» TASK BRIEF
Transcribe the listing verbatim. Do not carry over any pictures.

--------------------

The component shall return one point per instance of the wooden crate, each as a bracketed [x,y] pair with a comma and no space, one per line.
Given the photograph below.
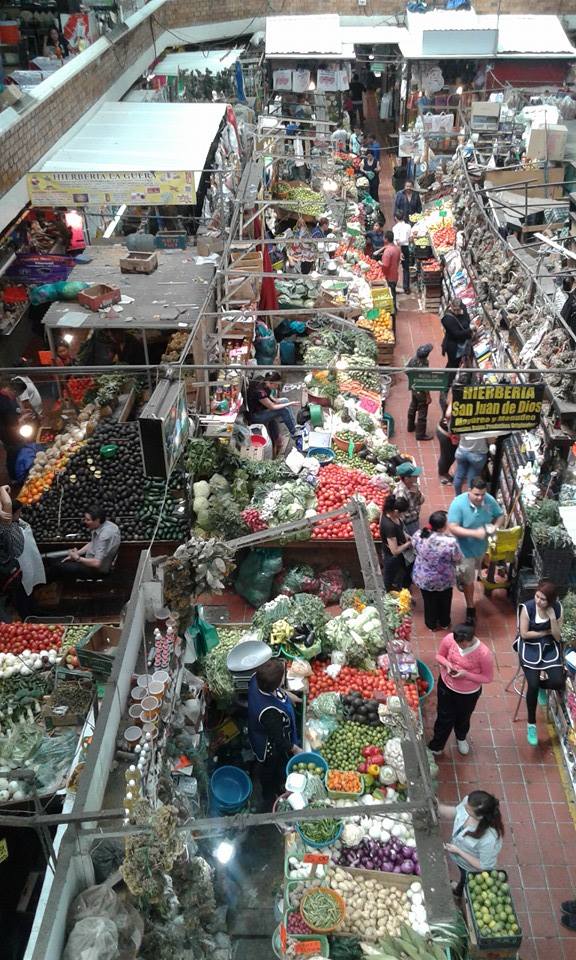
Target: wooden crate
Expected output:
[139,263]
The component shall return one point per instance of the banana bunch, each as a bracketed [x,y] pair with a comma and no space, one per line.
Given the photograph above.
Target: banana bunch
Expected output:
[409,946]
[280,633]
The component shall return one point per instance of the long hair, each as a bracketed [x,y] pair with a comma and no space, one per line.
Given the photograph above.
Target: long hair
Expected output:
[487,809]
[436,522]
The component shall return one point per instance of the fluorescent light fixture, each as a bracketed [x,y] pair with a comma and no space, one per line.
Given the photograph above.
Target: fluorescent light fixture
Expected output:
[224,852]
[114,223]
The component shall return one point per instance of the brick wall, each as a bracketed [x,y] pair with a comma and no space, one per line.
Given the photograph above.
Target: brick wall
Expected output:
[39,128]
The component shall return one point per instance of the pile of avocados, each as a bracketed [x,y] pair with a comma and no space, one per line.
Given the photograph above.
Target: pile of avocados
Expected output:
[359,710]
[107,470]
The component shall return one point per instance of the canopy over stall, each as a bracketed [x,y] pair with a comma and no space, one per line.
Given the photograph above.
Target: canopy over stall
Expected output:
[213,60]
[294,38]
[456,34]
[133,153]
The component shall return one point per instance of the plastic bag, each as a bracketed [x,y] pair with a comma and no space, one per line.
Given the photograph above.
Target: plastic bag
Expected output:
[94,938]
[256,575]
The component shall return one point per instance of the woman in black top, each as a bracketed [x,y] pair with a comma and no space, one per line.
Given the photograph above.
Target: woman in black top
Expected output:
[397,550]
[457,333]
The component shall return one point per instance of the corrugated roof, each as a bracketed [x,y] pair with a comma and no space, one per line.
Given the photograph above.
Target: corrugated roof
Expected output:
[311,36]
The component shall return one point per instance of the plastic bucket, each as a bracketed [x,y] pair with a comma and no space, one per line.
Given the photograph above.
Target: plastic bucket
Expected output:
[230,788]
[425,673]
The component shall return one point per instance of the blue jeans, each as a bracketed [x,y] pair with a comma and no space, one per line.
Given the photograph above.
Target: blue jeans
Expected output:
[270,417]
[468,467]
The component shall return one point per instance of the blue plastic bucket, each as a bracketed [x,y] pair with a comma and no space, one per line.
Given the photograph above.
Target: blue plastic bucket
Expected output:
[230,788]
[426,674]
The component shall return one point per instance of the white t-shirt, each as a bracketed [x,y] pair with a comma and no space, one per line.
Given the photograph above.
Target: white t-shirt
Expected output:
[402,232]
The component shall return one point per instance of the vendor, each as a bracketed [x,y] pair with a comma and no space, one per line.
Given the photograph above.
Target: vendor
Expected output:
[271,728]
[55,45]
[264,409]
[96,558]
[407,202]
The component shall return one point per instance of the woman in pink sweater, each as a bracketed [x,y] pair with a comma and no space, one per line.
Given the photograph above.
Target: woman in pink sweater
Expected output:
[465,664]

--------------------

» RESPONSE TO THE TASK
The component shall return one point per instance of the wooden crate, each as a bracketed [x,y] pair with a comma and no space, one per line.
Given the photograph below.
Target: wooden crate
Expected output:
[139,263]
The component shall return one point per instance of the banana bunch, each as a bracketed [x,y] pair with a comma and no space, one per line.
Given the photograph above.
Target: banana bunch
Expected output:
[409,946]
[280,633]
The component shall return one point per instance of the long hair, each as a bracketed [x,y] pair with a comma and no space, one per line.
Given the photograph above.
Target: long hair
Expected output:
[487,809]
[436,522]
The component shall return one point per instance of the fluorescent light fixture, each as a bracketed [x,y] pair with a comma and no space, one per line.
Given the photograph above.
Target: fluorescent light fixture
Expected output:
[224,852]
[114,223]
The component shall return one point per instance of the brick wall, each as a bracketed [x,y] pair with a comma and no space, one per line.
Given the photograph above.
Target: brick wall
Expected output:
[39,128]
The component shall return one point per instance of the pile of avocados, each as a bracketed [x,y] pair with a comma and no space, one per line.
Given the photograph above.
Target: pile of avocados
Expected output:
[359,710]
[107,470]
The component shall return one point per instance of the canopy over stall, each as a bracketed [x,y] pair with a comma and no space, one per line.
Given the photograph above.
Target: canopy over stall
Expected output:
[213,60]
[294,38]
[456,34]
[133,153]
The component shall return one point per instance of the plastic bag, each as a bracketed [x,y] pair with a comma and no space, one per line.
Given the photograph above.
Target: plastic bag
Expected output:
[94,938]
[256,575]
The component shall return one point per instance of the woman in black top, each as a bracketed [x,y] pair with a comma and no space, one per line.
Given the photograph above.
Target: woman in black top
Expected output:
[397,550]
[457,333]
The component shall return one point per instance of the corrugated roof, each as a bracketed [x,y] pair with a comma and no space, one per line.
Given the photograph above.
Target: corrugated roof
Expected output:
[311,36]
The component shall return one point per instance of the plastic bucket, each as a bracketed [x,y] pair with a comma and no space, one per line.
Given the photograph above.
Target: plastic bucket
Expected output:
[230,788]
[425,673]
The component shall return one point per instance of the blue jeans, each as a bracketed [x,y] pair with a comma and no space, one per line.
Given the photograph above.
Target: blue jeans
Expected output:
[270,417]
[468,467]
The component shall return one point per instance of the blue plastic bucket, each as a bracketed [x,y] pair with a comma and no space, one per line.
Given the photograph above.
Target: blue plastic bucket
Expected output:
[230,788]
[426,674]
The component shall return one point per instance of the white t-shirt, each as a bracketed [x,y] pair with a comma and no space, one per line.
Given the photograph above.
Target: white t-shirt
Expected output:
[402,232]
The component shall return one point per instance of the vendor, each as a bracketed [x,y] pair with a comma and no space, one per line.
Given the photograph above.
Target: vendor
Expected output:
[271,728]
[55,45]
[264,409]
[96,558]
[407,202]
The component shall return one point per instance of the woman in pink sweater, each as a bracketed [x,y] pair with a comma and no space, one per line.
Given the photograph above.
Target: woman in pink sweater
Expected output:
[465,664]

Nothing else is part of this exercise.